**WORK INSTRUCTION:** Which lines below fall between the one containing "Query: utility pole" and the one containing "ball, placing a dot on each."? Repeat them exactly, counting both of those lines, and add nothing else.

• • • • •

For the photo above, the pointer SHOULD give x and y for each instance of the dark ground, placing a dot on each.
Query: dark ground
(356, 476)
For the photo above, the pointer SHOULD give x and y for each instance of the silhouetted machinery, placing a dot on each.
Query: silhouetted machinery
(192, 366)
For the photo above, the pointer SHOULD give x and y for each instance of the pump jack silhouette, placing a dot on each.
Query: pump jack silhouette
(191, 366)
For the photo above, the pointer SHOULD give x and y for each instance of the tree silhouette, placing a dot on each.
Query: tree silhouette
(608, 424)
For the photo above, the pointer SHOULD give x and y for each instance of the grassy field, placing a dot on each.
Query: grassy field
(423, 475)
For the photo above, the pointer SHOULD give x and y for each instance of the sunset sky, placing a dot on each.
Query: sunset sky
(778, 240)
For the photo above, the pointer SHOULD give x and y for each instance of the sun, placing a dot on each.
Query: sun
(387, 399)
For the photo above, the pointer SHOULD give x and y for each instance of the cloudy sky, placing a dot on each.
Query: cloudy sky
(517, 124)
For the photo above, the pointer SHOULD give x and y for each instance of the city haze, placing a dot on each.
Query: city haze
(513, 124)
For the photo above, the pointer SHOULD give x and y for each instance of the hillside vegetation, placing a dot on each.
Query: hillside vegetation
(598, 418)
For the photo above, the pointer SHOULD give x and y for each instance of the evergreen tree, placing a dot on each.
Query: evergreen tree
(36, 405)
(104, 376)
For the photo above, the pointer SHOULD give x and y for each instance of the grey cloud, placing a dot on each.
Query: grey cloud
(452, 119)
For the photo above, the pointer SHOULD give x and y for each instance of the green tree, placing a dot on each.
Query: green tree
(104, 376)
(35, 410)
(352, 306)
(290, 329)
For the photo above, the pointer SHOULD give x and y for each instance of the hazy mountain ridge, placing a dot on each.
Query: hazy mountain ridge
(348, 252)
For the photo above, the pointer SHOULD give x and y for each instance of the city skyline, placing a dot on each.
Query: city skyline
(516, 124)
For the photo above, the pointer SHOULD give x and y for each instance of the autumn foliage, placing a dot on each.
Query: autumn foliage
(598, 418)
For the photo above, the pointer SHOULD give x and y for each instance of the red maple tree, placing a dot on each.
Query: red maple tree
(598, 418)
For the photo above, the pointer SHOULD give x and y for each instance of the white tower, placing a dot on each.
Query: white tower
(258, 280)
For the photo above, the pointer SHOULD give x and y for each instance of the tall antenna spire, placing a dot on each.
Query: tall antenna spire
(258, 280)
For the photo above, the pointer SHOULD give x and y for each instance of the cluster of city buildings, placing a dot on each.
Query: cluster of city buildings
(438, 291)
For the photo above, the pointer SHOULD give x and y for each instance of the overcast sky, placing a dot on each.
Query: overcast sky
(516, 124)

• • • • •

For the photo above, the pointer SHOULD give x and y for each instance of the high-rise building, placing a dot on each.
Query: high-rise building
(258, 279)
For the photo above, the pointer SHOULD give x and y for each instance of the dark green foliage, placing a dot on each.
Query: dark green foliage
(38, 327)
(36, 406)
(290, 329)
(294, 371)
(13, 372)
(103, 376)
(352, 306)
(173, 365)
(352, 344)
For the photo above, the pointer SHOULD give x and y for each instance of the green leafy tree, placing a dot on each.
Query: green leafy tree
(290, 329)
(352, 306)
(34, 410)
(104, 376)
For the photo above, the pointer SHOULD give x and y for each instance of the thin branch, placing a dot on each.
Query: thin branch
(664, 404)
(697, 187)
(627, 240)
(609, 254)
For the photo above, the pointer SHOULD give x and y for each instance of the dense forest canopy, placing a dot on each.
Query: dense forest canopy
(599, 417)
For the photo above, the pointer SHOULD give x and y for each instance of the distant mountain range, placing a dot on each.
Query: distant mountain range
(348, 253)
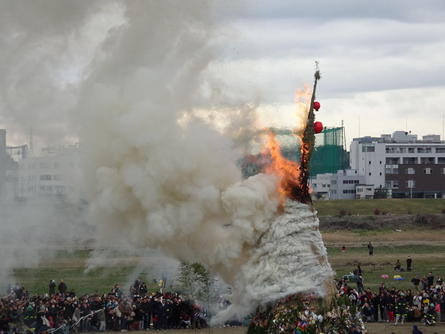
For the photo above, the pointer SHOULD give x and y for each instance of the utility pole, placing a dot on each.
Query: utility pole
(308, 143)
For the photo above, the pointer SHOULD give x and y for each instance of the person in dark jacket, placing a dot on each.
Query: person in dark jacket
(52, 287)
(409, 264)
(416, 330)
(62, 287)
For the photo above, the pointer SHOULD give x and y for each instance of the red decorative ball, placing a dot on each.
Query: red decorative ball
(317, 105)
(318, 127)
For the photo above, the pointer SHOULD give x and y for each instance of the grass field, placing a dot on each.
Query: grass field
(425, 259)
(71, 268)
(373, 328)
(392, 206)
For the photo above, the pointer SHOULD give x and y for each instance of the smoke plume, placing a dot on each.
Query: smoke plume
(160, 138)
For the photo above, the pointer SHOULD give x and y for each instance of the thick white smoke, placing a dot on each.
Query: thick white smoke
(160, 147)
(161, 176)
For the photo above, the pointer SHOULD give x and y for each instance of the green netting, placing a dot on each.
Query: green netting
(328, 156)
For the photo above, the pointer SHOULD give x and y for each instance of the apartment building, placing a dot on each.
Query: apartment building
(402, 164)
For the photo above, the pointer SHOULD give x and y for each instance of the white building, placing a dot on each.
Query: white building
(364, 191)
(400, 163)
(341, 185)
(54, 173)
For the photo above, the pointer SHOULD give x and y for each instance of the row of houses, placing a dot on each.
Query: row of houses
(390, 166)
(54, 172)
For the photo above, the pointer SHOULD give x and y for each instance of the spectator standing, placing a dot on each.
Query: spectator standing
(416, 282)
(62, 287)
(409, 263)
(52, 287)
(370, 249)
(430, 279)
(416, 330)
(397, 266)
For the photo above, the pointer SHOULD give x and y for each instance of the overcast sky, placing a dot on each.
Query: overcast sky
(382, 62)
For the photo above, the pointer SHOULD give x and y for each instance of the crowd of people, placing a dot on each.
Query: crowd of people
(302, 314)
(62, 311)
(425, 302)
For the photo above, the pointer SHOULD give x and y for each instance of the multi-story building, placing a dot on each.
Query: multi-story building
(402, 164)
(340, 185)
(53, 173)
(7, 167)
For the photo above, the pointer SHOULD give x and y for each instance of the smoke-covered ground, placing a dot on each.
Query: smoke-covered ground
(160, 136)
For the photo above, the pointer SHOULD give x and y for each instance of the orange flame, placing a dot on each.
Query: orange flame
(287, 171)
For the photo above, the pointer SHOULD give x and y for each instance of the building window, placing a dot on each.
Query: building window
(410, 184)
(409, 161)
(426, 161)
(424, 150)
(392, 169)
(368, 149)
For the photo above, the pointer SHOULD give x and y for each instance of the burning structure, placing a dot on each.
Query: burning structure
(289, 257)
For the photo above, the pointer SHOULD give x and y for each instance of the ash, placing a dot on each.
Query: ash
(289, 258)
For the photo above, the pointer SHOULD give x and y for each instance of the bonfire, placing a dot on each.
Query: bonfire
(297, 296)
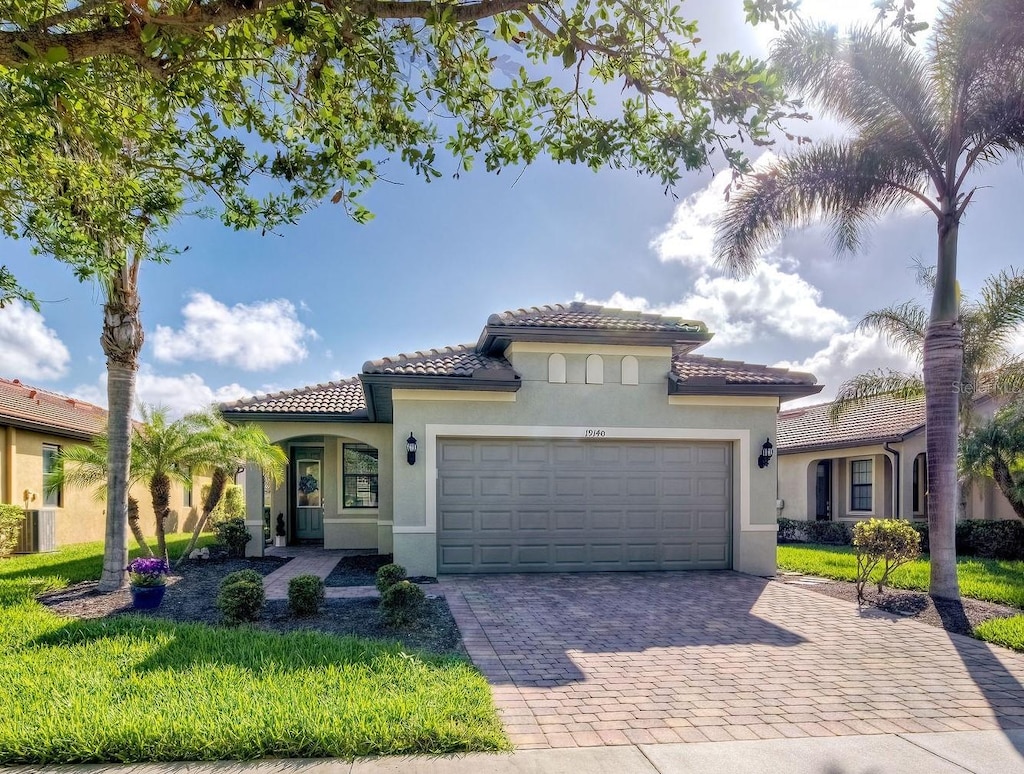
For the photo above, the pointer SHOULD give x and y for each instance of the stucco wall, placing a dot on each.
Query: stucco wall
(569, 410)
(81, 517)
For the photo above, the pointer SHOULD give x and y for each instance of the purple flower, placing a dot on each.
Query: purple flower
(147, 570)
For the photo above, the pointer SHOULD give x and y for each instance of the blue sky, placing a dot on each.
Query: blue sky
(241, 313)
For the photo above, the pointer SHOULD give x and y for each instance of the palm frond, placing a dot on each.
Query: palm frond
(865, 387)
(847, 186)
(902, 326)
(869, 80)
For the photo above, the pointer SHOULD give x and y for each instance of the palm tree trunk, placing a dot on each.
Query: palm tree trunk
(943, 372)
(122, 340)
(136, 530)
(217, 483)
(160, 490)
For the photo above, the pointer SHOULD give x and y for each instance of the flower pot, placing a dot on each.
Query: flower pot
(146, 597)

• • • • •

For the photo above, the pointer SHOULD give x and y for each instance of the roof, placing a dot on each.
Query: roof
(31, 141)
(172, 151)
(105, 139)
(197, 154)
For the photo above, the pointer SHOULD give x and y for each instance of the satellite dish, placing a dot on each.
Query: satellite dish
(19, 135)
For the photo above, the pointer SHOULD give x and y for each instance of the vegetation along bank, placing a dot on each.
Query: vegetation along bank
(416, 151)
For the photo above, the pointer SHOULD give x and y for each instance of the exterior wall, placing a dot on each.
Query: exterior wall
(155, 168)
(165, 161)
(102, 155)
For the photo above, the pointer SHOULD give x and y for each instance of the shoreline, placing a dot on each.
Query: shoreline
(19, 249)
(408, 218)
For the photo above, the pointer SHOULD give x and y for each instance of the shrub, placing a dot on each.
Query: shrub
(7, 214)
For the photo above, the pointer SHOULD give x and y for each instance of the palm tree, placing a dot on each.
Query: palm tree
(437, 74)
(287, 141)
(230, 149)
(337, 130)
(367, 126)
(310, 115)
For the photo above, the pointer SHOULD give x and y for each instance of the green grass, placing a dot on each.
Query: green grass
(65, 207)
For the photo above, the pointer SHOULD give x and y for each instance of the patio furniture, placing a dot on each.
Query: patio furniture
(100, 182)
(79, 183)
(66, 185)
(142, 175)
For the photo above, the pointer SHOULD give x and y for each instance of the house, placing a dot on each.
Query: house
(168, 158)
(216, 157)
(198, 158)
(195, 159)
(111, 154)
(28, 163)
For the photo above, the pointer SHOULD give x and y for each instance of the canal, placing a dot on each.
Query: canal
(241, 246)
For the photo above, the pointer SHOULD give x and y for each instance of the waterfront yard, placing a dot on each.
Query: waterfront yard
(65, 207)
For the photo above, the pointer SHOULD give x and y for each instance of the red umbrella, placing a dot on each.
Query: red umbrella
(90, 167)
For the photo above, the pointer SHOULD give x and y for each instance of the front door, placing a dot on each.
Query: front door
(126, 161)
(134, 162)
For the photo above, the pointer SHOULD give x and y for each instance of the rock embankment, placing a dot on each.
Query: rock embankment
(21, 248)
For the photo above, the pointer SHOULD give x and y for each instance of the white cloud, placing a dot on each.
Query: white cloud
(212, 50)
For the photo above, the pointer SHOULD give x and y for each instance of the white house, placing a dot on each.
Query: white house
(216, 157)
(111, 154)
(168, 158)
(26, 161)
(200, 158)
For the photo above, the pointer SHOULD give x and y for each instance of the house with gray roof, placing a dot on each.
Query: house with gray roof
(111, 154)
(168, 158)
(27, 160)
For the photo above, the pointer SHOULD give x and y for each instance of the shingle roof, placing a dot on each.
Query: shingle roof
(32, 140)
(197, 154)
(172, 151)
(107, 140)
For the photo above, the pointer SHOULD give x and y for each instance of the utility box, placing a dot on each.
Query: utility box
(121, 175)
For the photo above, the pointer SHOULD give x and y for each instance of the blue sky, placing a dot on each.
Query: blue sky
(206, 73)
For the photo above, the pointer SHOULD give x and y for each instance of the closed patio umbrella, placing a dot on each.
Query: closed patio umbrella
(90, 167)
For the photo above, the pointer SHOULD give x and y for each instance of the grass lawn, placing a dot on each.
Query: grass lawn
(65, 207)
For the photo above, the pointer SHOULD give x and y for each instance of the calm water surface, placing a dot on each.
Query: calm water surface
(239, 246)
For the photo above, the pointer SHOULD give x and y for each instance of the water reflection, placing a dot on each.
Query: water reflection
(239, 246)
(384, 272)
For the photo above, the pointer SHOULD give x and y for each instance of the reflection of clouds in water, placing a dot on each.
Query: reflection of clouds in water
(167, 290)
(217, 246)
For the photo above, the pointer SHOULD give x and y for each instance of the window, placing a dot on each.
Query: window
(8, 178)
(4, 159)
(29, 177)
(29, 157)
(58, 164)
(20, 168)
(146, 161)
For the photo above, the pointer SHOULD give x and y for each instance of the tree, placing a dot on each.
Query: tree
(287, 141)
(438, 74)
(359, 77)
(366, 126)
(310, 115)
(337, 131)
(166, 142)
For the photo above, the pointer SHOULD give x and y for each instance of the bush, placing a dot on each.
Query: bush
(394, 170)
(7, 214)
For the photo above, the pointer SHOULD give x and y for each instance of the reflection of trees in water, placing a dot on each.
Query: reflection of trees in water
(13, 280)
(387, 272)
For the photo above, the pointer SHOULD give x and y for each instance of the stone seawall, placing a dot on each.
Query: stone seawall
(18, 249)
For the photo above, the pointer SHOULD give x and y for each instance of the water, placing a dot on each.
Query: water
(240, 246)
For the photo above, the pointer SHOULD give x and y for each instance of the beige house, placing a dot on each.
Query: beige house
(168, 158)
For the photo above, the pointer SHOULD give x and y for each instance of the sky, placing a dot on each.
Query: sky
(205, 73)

• • • • •

**RESPONSE FOR THIS EXERCISE:**
Query: utility pole
(308, 143)
For the photo above, the pointer SHOULD give x and y for each instance of the person in dark jacket, placing a dot on each.
Query: person in dark jacket
(52, 287)
(409, 264)
(416, 330)
(62, 287)
For the photo above, the pointer SHOULD give x and y for each instance of the red decorative ball, placing a dot on each.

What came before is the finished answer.